# Instructions to follow
Continue the passage on attachment patterns in relationships, picking up right after its final sentence.

One of the most profound influences on the way we behave in relationships is our early attachment patterns. As children, the attachment patterns we formed were based on adaptations we made in order to feel secure in our environment. The ways we were cared for and related to by our parents or primary caretakers led us to develop an “internal working model” of how others are likely to react to us and how we should react to have our needs met.
If we had parents who were emotionally available and attuned to us, we most likely formed a secure attachment. However, if we had a parent who was emotionally or physically rejecting, absent, or inattentive to our needs, we may have formed an avoidant attachment pattern in which we felt like we had to take care of ourselves.
In this case, we may have found that the best way to get our needs met was to act like we didn’t have any. We may even have disconnected from our own awareness of our needs. If we had a parent who sometimes met our needs but other times was intrusive or emotionally draining by acting out of their own need, we may have formed an ambivalent/anxious attachment pattern in which we became confused and preoccupied. We may have had to cling or seek reassurance, fearing our needs would not get met.
As we grow up, these early attachment patterns may become models for how we expect relationships to work throughout our lives. The behaviors and defenses we formed as a result of these childhood dynamics sometimes go on to influence us in our relationships. People who experienced an avoidant attachment with a parent will likely go on to form a dismissive attachment pattern in their adult romantic relationship. A person with an ambivalent/anxious attachment pattern as a child will be prone to form a preoccupied attachment.
Many people are curious about which attachment category applies to them along with the psychological defenses they’ve formed that interfere with their relationships. But before we get into how each of these attachment patterns manifest themselves in a relationship, it’s important to note that we aren’t always right about identifying which category of attachment best applies to us and our relationships.
In this article, I’ll try to illuminate what dismissive and preoccupied attachment styles look like, but also why it’s challenging for people to correctly determine their attachment pattern. This process is beneficial because if a person can accurately identify their pattern, they can start to take steps to form more secure attachments, challenge their defensive adaptations, and enjoy closer, more satisfying relationships.
When a child experiences an avoidant attachment pattern, they develop a tendency to feel pseudo-independent. They learned to take care of themselves or self-parent. Their early environment triggered them to disconnect from their needs because it felt painful or shameful to experience them when expressing them led to no response.
As adults, these individuals maintain a sense of disconnection to protect themselves from painful emotions. They even denigrate others for having needs. As a result, they may feel blank or directionless in relation to their wants. Their desires feel problematic or uncomfortable, because of the shame they would feel to not have their wants fulfilled or their needs met.
People with a dismissive attachment pattern tend to be the “distancer” in their relationship. They may be more emotionally unavailable or even seek isolation. Their partners may complain that they are not there for them or interested in meeting their wants or needs. This is in large part because a dismissively attached individual has learned to be self-contained. Since they’ve learned to shield their own wants and needs from others, they have trouble understanding when someone else wants or needs something from them.
People with a dismissive-avoidant attachment tend to be more inward and deny the importance of being close to someone else. They may be psychologically defended and easily inclined to shut down emotionally. They may also struggle to understand or identify the emotional needs of others and themselves.

# Data
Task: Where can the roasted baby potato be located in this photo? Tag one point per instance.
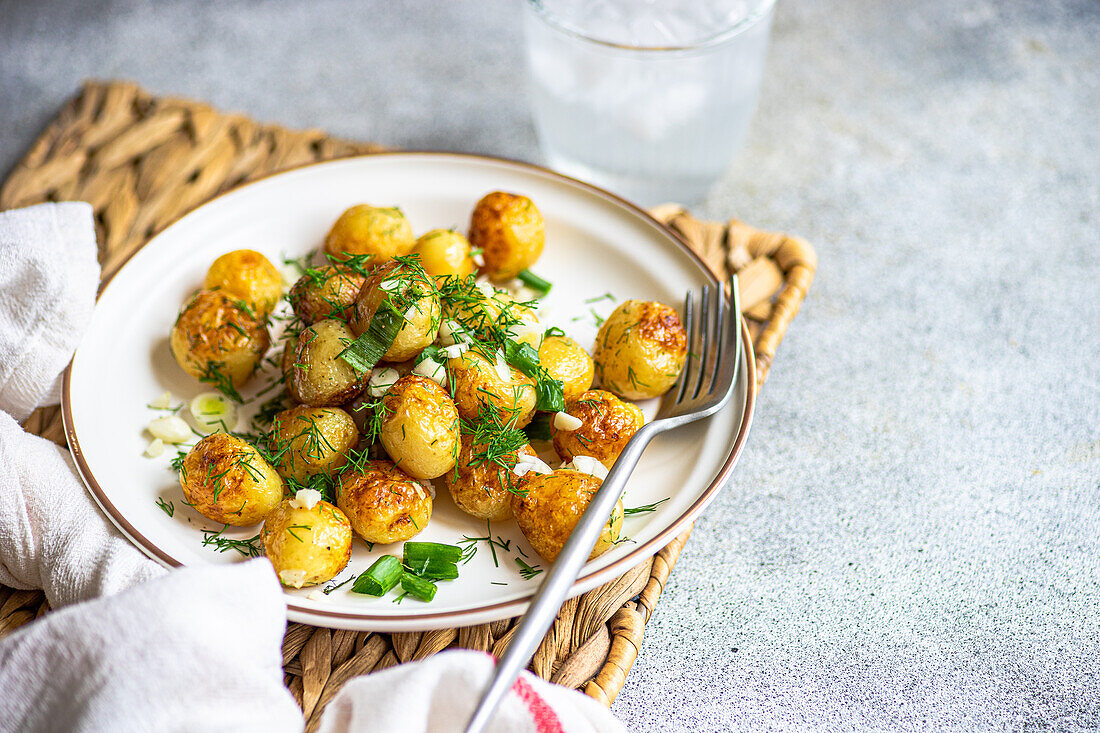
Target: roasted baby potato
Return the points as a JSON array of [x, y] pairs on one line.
[[549, 505], [227, 480], [217, 338], [419, 427], [509, 231], [443, 253], [481, 487], [309, 440], [307, 539], [314, 372], [475, 382], [246, 275], [565, 360], [607, 425], [328, 292], [640, 350], [383, 503], [382, 232], [410, 292]]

# Result of this exercise
Some people find it easy to label their partner as having a dismissive attachment pattern, however, it’s not always easy to see this pattern in yourself. For instance, when someone with a dismissive attachment pattern feels a need, they often assume they’re being too needy instead of realizing that this is a basic human response. In addition, they may feel aloof or like the distancer when they’re being pursued by their partner, but if they feel rejected, they may feel extremely anxious. They may be a distancer in their relationship, but when their partner pulls away, they become insecure and start to pursue.
Babies who were identified as having an avoidant attachment style often showed little outward reaction to a parent’s absence, however, a heart monitor revealed an elevated heart rate as a marker of their anxiety. Similarly, an adult with a dismissive attachment still experiences anxiety and still wants security, but their learned mode of relating is clouding their natural desire and tolerance for closeness. They feel unclear about what they want and need from others, and they are afraid of the unbearable shame of not feeling important enough to attend to. Because of this confusion, they may incorrectly identify their attachment pattern as anxious.
A person with a preoccupied attachment is often seen as the “pursuer” in a relationship. They may feel like they need to make an active effort to get what they want and therefore, can sometimes engage in behavior patterns that seem clingy, controlling, or intrusive. Because they’re used to not having their needs met consistently or in an attuned or sensitive manner, they may often feel insecure, jealous, or nervous about the state of their relationship. They may have a tendency to look to their partner to “rescue” or “complete” them.
An anxiously attached person assumes they want closeness but engages in patterns that actually leave a certain amount of emotional turmoil and distance. Although they may perceive themselves as feeling real love toward their partner, they may actually be experiencing emotional hunger. Their actions, which are often based on desperation or insecurity, exacerbate their own fears of distance or rejection. When their partner does come closer or gives them what they want, they may react in unconscious ways that push their partner away or create distance. They may find that their true tolerance for intimacy is much smaller than they thought because real love and closeness would challenge their core beliefs about themselves and relationships. Therefore, while they may believe they want security, they actually feel compelled to remain in a state of anxiety.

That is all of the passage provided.